Review:
The Last Graduate, by Naomi Novik
Series: |
The Scholomance #2 |
Publisher: |
Del Rey |
Copyright: |
2021 |
ISBN: |
0-593-12887-7 |
Format: |
Kindle |
Pages: |
388 |
This is a direct sequel to
A Deadly
Education, by which I mean it starts in the same minute at which
A
Deadly Education ends (and let me say how grateful I am for a sequel that
doesn't drop days, months, or years between books). You do not want to
read this series out of order.
This book is also very difficult to review without spoiling either it or
the previous book, so please bear with me if I'm elliptical in my ravings.
Because
The Last Graduate is so good.
So good, not only as
a piece of writing, but as a combination of two of my favorite tropes in
fiction, one of which I can't talk about because of spoilers. I adored
this book in a way that is not entirely rational.
I will attempt a review below anyway, but if you liked the first book,
just stop reading here and go read the second one. It's more of
everything I loved in the first book except even better, it did some
things I was expecting and some things I didn't expect at all, and it's
just so ridiculously good. Just be aware that it has another final-line
cliffhanger. The third book is coming in (hopefully) 2022.
Novik handles the cliffhanger at the end of the previous book beautifully,
which is worth noting because there were so many ways in which it could
have gone poorly. One of the best things about this series is Novik's
skill at writing El's relationship with her mother, even though her mother
has not appeared in the series so far. El argues with her mother's voice
in her head, tells stories about her, wonders what her mother would think
of her classmates (or in some cases knows exactly what her mother would
think of her classmates), and sometimes makes the explicit decision to not
be her mother. The relationship has the sort of messy complexity, shared
history, and underlying respect that many people experience in life but
that I've rarely seen portrayed this well in a fantasy novel.
Novik's presentation of that relationship works because El's voice is so
strong. Within fifteen minutes of starting
The Last Graduate, I
was already muttering "I love this book" to myself, mostly because of how
much I enjoy El's sarcastic, self-deprecating internal commentary. Novik
strikes a balance between self-awareness, snark, humor, and real character
growth that rivals
Murderbot in its
effectiveness of first-person perspective. It carries the story over a
few weak points, such as a romance that didn't do much for me. Even when
I didn't care about part of the plot, I cared about El's opinion of the
plot and what it said about El's growing understanding of how to navigate
the world.
A Deadly Education was scene and character establishment. El
insisted on being herself and following her own morals and social rules,
and through that found some allies.
The Last Graduate gives El
enough breathing space to make more nuanced decisions. This is the part
of growing up where one realizes the limitations of one's knee-jerk
reactions and innate moral judgment. It's also when it becomes hard to
trust success that is entirely outside of one's previous experience. El
was not a kid who had friends, so she doesn't know what to do with them
now that she has them. She's barely able to convince herself that they
are friends.
This is one of the two fictional tropes I mentioned, the one that I can
talk about (at least briefly) without major spoilers. I have such a soft
spot for stubborn, sarcastic, principled characters who refuse to play by
the social rules that they think are required to make friends and who then
find friends who like them for themselves. The moment when they start
realizing this has happened and have no idea how to deal with it or how to
be a person who has friends is one I will happily read over and over
again. I enjoyed this book from the beginning, but there were two points
when it grabbed my heart and I was all in. The first one is a huge
spoiler that I can't talk about. The second was this paragraph:
[She] came round to me and put her arm around my waist and said under
her breath, "Hey, she can be taught," with a tease in her voice that
wobbled a little, and when I looked at her, her eyes were bright and
wet, and I put my arm around her shoulders and hugged her.

_Stated problem A:_ In the book review, which work does the reviewer say rivals Novik's first-person perspective in effectiveness?
_Stated problem B:_ Copy a passage from the book review word for word, starting at "This book is" and ending after "in (hopefully) 2022.".
_Stated problem C:_ Write the next part of the review of The Last Graduate, picking up after its final sentence.
The data that come after this review of The Last Graduate can be left aside.

_Supplied information:_
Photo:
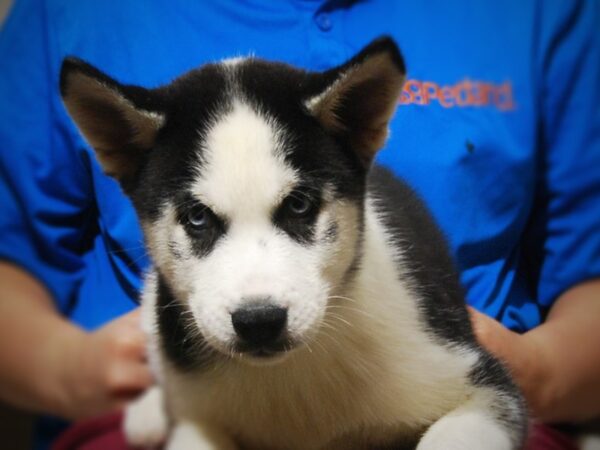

_Exercise output A:_ Murderbot.

_Exercise output B:_
This book is also very difficult to review without spoiling either it or
the previous book, so please bear with me if I'm elliptical in my ravings.
Because
The Last Graduate is so good.
So good, not only as
a piece of writing, but as a combination of two of my favorite tropes in
fiction, one of which I can't talk about because of spoilers. I adored
this book in a way that is not entirely rational.
I will attempt a review below anyway, but if you liked the first book,
just stop reading here and go read the second one. It's more of
everything I loved in the first book except even better, it did some
things I was expecting and some things I didn't expect at all, and it's
just so ridiculously good. Just be aware that it has another final-line
cliffhanger. The third book is coming in (hopefully) 2022.

_Exercise output C:_
You'll know it when you get there.
The Last Graduate also gives the characters other than El and Orion
more room, which is part of how it handles the chosen one trope. It's
been obvious since early in the first book that Orion is a sort of chosen
one, and it becomes obvious to the reader that El may be as well. But
Novik doesn't let the plot focus only on them; instead, she uses that
trope to look at how alliances and collective action happen, and how no
one can carry the weight by themselves. As El learns more and gains
power, she also becomes less central to the plot resolution and has to
learn how to be less self-reliant. This is not a book where one character
is trained to save the world. It's a book where she manages to enlist the
support of a kick-ass project manager and becomes part of a team.
Middle books of a trilogy are notoriously challenging. Often they're
travel books: the first book sets up a problem, the second book moves the
characters both physically and emotionally into a position to solve the
problem, and the third book is the payoff. Travel books often sag. They
can feel obligatory but somewhat boring, like a chore on the way to the
third-book climax.
The Last Graduate is not a travel book; it is,
instead, a pivot book, which is my favorite form of trilogy. It's a book
that rewrites the problem the first book set up, both resolving it and
expanding the scope beyond what the reader had expected. This is
immensely satisfying when done well, and Novik does it extremely well.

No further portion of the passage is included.